# GIVEN EXERCISE
Reproduce the listing that follows with no differences at all.

# TASK DATA
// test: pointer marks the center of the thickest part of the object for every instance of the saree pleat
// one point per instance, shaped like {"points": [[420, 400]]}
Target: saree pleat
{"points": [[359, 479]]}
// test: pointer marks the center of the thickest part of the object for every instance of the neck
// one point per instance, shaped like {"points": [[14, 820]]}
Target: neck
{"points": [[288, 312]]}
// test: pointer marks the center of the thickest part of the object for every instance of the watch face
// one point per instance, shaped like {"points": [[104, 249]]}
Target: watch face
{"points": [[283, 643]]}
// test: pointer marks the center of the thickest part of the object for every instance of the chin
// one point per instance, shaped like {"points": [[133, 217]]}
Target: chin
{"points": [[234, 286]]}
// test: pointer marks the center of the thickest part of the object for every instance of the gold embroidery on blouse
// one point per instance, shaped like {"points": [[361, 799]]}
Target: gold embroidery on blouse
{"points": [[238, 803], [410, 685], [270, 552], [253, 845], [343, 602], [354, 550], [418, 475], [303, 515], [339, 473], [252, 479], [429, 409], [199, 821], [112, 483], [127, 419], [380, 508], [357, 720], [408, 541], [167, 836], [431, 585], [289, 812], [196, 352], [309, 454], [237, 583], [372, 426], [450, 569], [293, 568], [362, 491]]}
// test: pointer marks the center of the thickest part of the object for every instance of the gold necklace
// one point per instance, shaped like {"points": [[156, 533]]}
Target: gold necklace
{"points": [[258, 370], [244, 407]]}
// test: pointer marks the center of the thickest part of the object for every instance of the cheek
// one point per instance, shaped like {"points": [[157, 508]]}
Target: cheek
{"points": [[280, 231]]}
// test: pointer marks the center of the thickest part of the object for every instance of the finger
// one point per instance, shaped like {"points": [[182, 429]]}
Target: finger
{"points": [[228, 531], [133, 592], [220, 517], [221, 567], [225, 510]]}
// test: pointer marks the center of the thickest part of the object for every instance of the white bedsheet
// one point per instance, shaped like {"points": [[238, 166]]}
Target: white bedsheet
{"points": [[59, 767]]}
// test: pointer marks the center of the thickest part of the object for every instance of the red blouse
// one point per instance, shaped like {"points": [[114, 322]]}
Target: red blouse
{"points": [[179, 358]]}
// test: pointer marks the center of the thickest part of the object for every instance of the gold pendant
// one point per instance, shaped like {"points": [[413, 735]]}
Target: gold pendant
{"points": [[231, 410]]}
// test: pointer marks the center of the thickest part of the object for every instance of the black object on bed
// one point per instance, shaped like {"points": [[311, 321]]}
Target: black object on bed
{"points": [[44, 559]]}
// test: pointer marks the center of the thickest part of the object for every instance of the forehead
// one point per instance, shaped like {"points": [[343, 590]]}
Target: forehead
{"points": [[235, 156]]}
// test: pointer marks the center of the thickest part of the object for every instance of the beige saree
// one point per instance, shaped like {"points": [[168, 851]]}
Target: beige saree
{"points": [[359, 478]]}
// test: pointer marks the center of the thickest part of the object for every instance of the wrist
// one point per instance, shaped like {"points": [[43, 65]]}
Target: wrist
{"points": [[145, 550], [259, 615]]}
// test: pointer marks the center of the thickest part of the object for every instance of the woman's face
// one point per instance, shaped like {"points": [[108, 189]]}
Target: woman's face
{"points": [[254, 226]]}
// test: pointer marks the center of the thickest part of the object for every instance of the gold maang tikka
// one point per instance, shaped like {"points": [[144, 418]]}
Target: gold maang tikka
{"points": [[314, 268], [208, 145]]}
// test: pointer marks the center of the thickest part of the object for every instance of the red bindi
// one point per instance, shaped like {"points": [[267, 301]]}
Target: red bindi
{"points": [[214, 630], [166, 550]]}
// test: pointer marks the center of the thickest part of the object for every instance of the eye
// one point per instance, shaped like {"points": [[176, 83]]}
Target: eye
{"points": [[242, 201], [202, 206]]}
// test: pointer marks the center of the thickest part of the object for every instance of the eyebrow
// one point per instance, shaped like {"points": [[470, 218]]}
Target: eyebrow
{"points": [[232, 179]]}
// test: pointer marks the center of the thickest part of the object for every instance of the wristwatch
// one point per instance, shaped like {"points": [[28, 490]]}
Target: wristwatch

# ANSWER TO THE TASK
// test: pointer marks the center of the thickest part of the object for every instance of the saree pleat
// one point per instance, shaped like {"points": [[420, 400]]}
Target: saree pleat
{"points": [[359, 479]]}
// test: pointer marks the center of the thickest part of the object for every instance of the neck
// one point per instance, shaped like {"points": [[14, 820]]}
Target: neck
{"points": [[288, 312]]}
// test: pointer marks the center of the thickest part of the object for every instance of the watch face
// one point per instance, shaped like {"points": [[104, 249]]}
Target: watch face
{"points": [[283, 643]]}
// test: pointer marks the center of the thickest part of the object for every instance of the chin
// one point per instance, shaped like {"points": [[133, 217]]}
Target: chin
{"points": [[234, 286]]}
// test: pointer marks the center of the thickest part of the object for every instance of the gold embroidery on blouse
// one point per instance, shaped like {"points": [[361, 799]]}
Target: gold embroidery on blouse
{"points": [[238, 803], [410, 685], [270, 552], [253, 845], [343, 602], [354, 550], [418, 475], [303, 515], [339, 473], [252, 479], [429, 409], [199, 821], [112, 483], [127, 419], [380, 508], [357, 720], [408, 541], [167, 836], [431, 585], [289, 812], [196, 352], [309, 454], [237, 583], [372, 426], [450, 569], [293, 568], [362, 491]]}
// test: pointer marks the center of the thickest part of the object for every instance of the gold necklace
// one point per instance, shaped like {"points": [[156, 533]]}
Target: gold necklace
{"points": [[258, 370], [244, 407]]}
// test: pointer marks the center of the thickest part of the object for every instance of the cheek
// one point per instance, shaped like {"points": [[157, 508]]}
Target: cheek
{"points": [[280, 231]]}
// test: pointer marks the center of the thickest part of the object for every instance of the finger
// one point per instance, shaped like {"points": [[182, 429]]}
Target: finger
{"points": [[228, 531], [133, 592], [220, 517], [221, 567], [225, 510]]}
// test: pointer marks the center of the thickest part of the object for every instance of the white bedsheet
// one point per instance, shaped like {"points": [[238, 166]]}
Target: white bedsheet
{"points": [[59, 767]]}
// test: pointer marks the center of the thickest part of the object for every instance of the red blouse
// one point per instance, shaped like {"points": [[114, 322]]}
Target: red blouse
{"points": [[179, 358]]}
// test: pointer marks the center of the thickest part of the object for every instance of the gold pendant
// one point per instance, shaped like {"points": [[413, 735]]}
Target: gold pendant
{"points": [[231, 410]]}
// test: pointer marks the center of the thickest part of the object for every instance of the black object on bed
// one point per instance, shaped like {"points": [[311, 321]]}
Target: black object on bed
{"points": [[44, 559]]}
// test: pointer marks the center of the thickest part of the object for every instance of the forehead
// one point per instance, shaped like {"points": [[343, 590]]}
Target: forehead
{"points": [[235, 156]]}
// test: pointer marks the center of the thickest part of the object for every instance of the beige saree
// one point per instance, shaped like {"points": [[168, 851]]}
Target: beige saree
{"points": [[359, 478]]}
// test: pointer marks the center of the thickest part of the object for every instance of the wrist
// one point per instance, shaped like {"points": [[43, 65]]}
Target: wrist
{"points": [[145, 550], [259, 615]]}
// test: pointer marks the center of the thickest part of the object for every instance of the woman's face
// one point per instance, shaped like {"points": [[108, 189]]}
Target: woman's face
{"points": [[254, 226]]}
// test: pointer marks the center of the thickest part of the object for every instance of the gold maang tikka
// one point per instance, shaped like {"points": [[144, 418]]}
Target: gold maang tikka
{"points": [[314, 268], [208, 145]]}
// test: pointer marks the center of the thickest part of the object for every instance of the red bindi
// one point per instance, shaped like {"points": [[267, 301]]}
Target: red bindi
{"points": [[214, 630], [166, 550]]}
// test: pointer marks the center of the thickest part of the object for every instance of the eye
// one point per instance, shaped like {"points": [[176, 83]]}
Target: eye
{"points": [[242, 201], [202, 206]]}
// test: pointer marks the center of the thickest part of the object for every instance of the eyebrow
// one point per instance, shaped like {"points": [[470, 218]]}
Target: eyebrow
{"points": [[232, 179]]}
// test: pointer marks the center of the thickest part of the object for every instance of the wristwatch
// one point per instance, shaped like {"points": [[28, 490]]}
Target: wristwatch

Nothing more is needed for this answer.